(Required task 1)
Answer these questions using the Bob Weir interview below:
(a) At which festival, and in which town, did the interview take place?
(b) Who walked in during the middle of the interview?
(c) Who does Bobby say jam music goes back to, at least?

(Excerpted passage)
::::

(With A Surprise Guest Appearance By Jack Casady of Jefferson Airplane and Hot Tuna)
Bob Weir and Monty “Moe Train” Wiradilaga
Bonnaroo Music and Arts Festival – Manchester, Tennessee
Moe’s Intro – We have got a podcast of truly legendary proportions here on Moe Train’s Tracks. I got an opportunity at Bonnaroo to sit down with the legendary Bob Weir of The Grateful Dead and Ratdog fame. I’m tellin’ ya, when Bobby Weir stepped onto the scene in the media tent, it was mass hysteria. Everyone wanted a piece of him, everyone wants to talk to a legend… Fortunately, we at Moe Train’s Tracks got to sit down with him backstage, and we got to pick his brain about music… about his philosophies…
I know Bobby always speaks about the music scene, but I decided to take it a different route. When I told Bobby that I really wanted to talk about music, more than the music scene, Bobby’s eyes lit up. That’s a sign of a TRUE musician.
Also, you know you have an interview of truly legendary proportions when two legends are in the same room, interviewing each other on the mic! That’s right… We had a little surprise on Moe Train’s Tracks when Jack Casady, a founding member of Jefferson Airplane and Hot Tuna, walked in during the middle of the interview, and Bobby Weir stood up and started to interview Jack Casady with our mics! I’m telling ya… I was absolutely shocked! I think Bobby’s manager was shocked too! As soon as Jack and Bobby were on the mic, it was like the paparazzi was let in… There were so many cameras going off… It was insanity! And we got it all on the mic at Moe Train’s Tracks podcast.
So it is with our honor… That we bring you… Bobby Weir!
Moe – I know you always talk about music “scenes…” Let’s talk about music itself..
Bobby – Music what?
Moe – Music itself as a subject.
Bobby – Uh huh!
Moe – More importantly than a band… Of course you were in The Grateful Dead… You helped to form music itself.
Bobby – (Smiles) Yeah, so I’m told!
Moe – (Laughs)
Bobby – You know, I’m told that The Grateful Dead were the “Godfathers of the Jam Band Scene,” though I don’t see it that way. You know, I think what we do goes back at least to Buddy Boland, the legendary New Orleans trumpet player back around the turn of the last century. I think that basically jam music in Western culture comes from at least that far back. We… The Grateful Dead managed to bring rock and roll, or what they call rock and roll sort of in that direction. That may have been our crowning achievement, perhaps. And in that regard, I guess we have contributed a bit. I think that people have found inspiration in what we did and I think you can hear at Bonnaroo a lot of bands who, like I said, found inspiration in what we did and are sort of carrying that torch.
Moe – Absolutely.
Bobby – So… you know, I think that’s good ’cause the more adventure there is in music, the more I think the rewards are.

::::

Saved entries
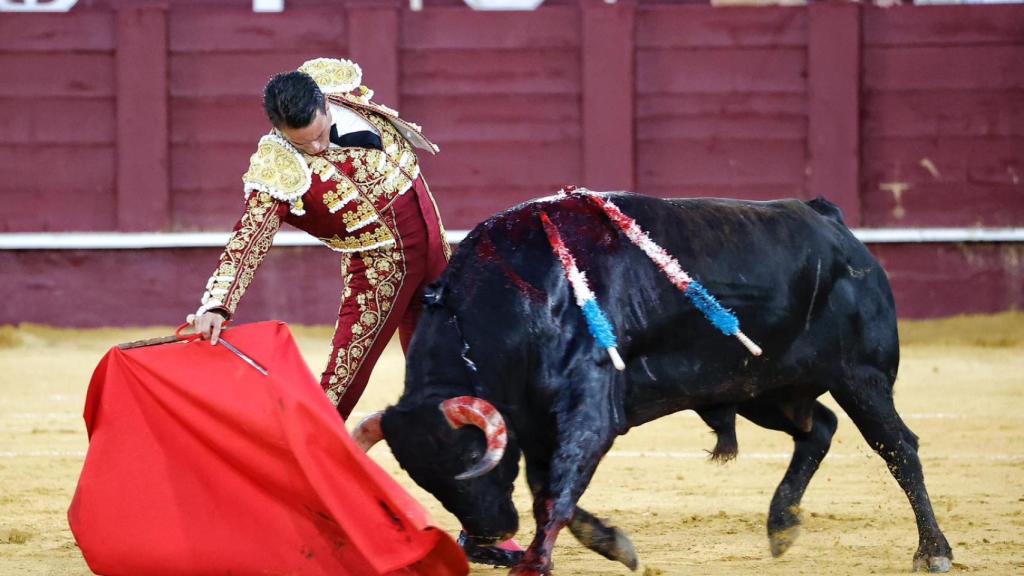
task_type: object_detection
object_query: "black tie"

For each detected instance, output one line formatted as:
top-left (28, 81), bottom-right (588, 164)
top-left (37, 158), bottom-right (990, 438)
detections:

::::

(Required task 2) Copy every line of the saved entries above word for word, but leave out the picture.

(Output 1)
(a) The Bonnaroo Music and Arts Festival in Manchester, Tennessee.
(b) Jack Casady, a founding member of Jefferson Airplane and Hot Tuna.
(c) Buddy Boland, the legendary New Orleans trumpet player, back around the turn of the last century.

(Output 2)
task_type: object_detection
object_query: "black tie"

For each detected instance, output one line formatted as:
top-left (28, 81), bottom-right (588, 164)
top-left (37, 158), bottom-right (990, 438)
detections:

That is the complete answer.